## Task data
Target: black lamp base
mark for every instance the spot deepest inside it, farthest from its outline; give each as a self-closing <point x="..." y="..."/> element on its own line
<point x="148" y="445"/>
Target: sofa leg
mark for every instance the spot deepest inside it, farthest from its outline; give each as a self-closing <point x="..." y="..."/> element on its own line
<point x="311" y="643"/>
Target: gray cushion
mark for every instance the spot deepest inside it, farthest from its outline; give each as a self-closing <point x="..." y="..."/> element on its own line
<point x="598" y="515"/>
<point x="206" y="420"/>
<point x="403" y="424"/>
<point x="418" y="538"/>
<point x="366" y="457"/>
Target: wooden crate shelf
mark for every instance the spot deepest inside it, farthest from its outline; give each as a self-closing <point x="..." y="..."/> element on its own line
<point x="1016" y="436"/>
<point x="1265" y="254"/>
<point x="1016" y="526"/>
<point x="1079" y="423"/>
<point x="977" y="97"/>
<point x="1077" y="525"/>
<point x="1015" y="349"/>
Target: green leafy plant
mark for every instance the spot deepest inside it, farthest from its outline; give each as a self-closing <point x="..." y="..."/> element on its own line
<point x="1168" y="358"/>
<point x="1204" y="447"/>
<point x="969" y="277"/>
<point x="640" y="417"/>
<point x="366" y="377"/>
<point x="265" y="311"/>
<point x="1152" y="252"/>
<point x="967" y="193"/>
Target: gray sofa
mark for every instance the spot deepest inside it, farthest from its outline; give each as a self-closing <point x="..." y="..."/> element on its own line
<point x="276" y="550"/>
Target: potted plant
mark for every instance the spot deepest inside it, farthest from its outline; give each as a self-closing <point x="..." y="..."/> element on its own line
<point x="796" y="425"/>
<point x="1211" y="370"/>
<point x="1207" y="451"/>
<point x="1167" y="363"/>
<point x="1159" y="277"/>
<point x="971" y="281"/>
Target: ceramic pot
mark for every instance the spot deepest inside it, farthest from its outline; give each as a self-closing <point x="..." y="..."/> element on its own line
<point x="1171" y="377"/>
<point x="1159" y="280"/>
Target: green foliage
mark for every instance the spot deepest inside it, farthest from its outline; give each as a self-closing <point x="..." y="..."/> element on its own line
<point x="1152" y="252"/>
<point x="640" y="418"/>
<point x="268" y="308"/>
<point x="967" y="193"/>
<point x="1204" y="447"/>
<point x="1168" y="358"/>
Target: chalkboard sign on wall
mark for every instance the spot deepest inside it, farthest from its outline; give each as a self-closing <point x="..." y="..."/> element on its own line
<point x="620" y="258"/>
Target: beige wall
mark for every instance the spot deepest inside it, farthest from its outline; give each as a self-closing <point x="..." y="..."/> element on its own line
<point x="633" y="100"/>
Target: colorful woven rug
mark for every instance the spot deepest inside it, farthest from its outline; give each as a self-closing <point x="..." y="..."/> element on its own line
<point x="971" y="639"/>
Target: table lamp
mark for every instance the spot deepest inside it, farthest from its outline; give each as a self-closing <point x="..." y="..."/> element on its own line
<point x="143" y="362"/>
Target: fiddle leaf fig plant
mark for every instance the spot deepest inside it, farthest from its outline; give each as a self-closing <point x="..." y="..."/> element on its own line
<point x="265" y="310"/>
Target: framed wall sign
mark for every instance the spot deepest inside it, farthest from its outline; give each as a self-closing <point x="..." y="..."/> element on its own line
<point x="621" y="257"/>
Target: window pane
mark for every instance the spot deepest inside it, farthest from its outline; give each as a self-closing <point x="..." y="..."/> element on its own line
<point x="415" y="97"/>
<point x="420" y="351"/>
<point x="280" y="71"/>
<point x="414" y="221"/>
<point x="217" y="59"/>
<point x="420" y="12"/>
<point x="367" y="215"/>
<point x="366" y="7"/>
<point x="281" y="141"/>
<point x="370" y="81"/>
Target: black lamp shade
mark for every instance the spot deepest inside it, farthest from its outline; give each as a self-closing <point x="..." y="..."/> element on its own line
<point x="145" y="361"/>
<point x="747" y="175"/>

## Required work
Return the material in full, exactly as shown.

## Output for this exercise
Target: black lamp base
mark for every instance the spot deepest inside it, farthest from its outline; give each as a self-closing <point x="..." y="..."/> element on its own line
<point x="148" y="445"/>
Target: sofa leg
mark for every instance the spot deepest inside it, farthest from its outline; give each as a self-closing <point x="..." y="..."/> element on its own line
<point x="311" y="643"/>
Target: gray cushion
mark for every instance the spot deepest inside it, farthest from its outline; give each as a self-closing <point x="..." y="..."/> element on its own line
<point x="598" y="515"/>
<point x="206" y="420"/>
<point x="403" y="424"/>
<point x="418" y="538"/>
<point x="366" y="457"/>
Target: wooden crate shelf
mark for every instance the spot deepest inside it, farthest from its outline; give each as a self-closing <point x="..." y="..."/> element on its own line
<point x="1016" y="436"/>
<point x="1265" y="254"/>
<point x="1016" y="526"/>
<point x="1079" y="423"/>
<point x="977" y="97"/>
<point x="1077" y="525"/>
<point x="1015" y="349"/>
Target: green leafy plant
mark for every instance the spot deepest inside it, farthest from its outline; give each as a self-closing <point x="..." y="..."/> element on its own line
<point x="1168" y="358"/>
<point x="1204" y="447"/>
<point x="969" y="277"/>
<point x="640" y="417"/>
<point x="366" y="377"/>
<point x="265" y="311"/>
<point x="1152" y="252"/>
<point x="967" y="193"/>
Target: gray sofa
mark for every instance the spot deepest inside it, farthest from its outline; give each as a self-closing <point x="..." y="..."/> element on its own line
<point x="276" y="550"/>
Target: potted plant
mark for every instance the spot deepest inside it, farthest from its outline; give each as a self-closing <point x="..." y="..."/> element on its own line
<point x="796" y="425"/>
<point x="1211" y="370"/>
<point x="1207" y="451"/>
<point x="1167" y="363"/>
<point x="1159" y="277"/>
<point x="971" y="281"/>
Target: ceramic pot
mark for every instance the spot deepest inside it, farthest from its outline; give each as a self-closing <point x="..." y="..."/> element on its own line
<point x="1171" y="377"/>
<point x="1159" y="280"/>
Target: green foliage
mark for every instance the spot deepest inside it, farthest from its outline; give each as a self-closing <point x="..." y="..."/> element on its own line
<point x="1152" y="252"/>
<point x="640" y="418"/>
<point x="268" y="308"/>
<point x="967" y="193"/>
<point x="1204" y="447"/>
<point x="1168" y="358"/>
Target: chalkboard sign on wall
mark for every instance the spot deepest inside it, farthest from its outline; give each as a self-closing <point x="..." y="..."/> element on its own line
<point x="620" y="258"/>
Target: beige wall
mark for every instance the spot deepest inside it, farthest from its outline; give each as a self-closing <point x="..." y="..."/> element on its own line
<point x="633" y="100"/>
Target: colorful woven rug
mark for every instance the spot deepest inside it, farthest from its outline; give each as a self-closing <point x="..." y="..."/> element on its own line
<point x="971" y="639"/>
Target: table lamp
mark for every instance the spot deepest inside it, farthest from its outline; give each as a self-closing <point x="..." y="..."/> element on its own line
<point x="143" y="362"/>
Target: fiddle leaf fig plant
mark for every instance the spot deepest inside it, farthest from its outline; give each as a self-closing <point x="..." y="..."/> element on its own line
<point x="265" y="310"/>
Target: framed wall sign
mark for every instance the spot deepest inside it, farthest from its outline; give each as a self-closing <point x="..." y="..."/> element on its own line
<point x="621" y="257"/>
Target: window pane
mark for every instance the spot deepest inside it, farthest from its outline; give each as a self-closing <point x="..." y="..."/> element on its own line
<point x="415" y="97"/>
<point x="420" y="351"/>
<point x="280" y="71"/>
<point x="414" y="221"/>
<point x="217" y="59"/>
<point x="420" y="12"/>
<point x="367" y="215"/>
<point x="366" y="7"/>
<point x="281" y="141"/>
<point x="370" y="81"/>
Target: black lamp shade
mark for every instance the spot deepest inside it, farthest from its outline; give each as a self-closing <point x="..." y="..."/> element on its own line
<point x="145" y="361"/>
<point x="747" y="175"/>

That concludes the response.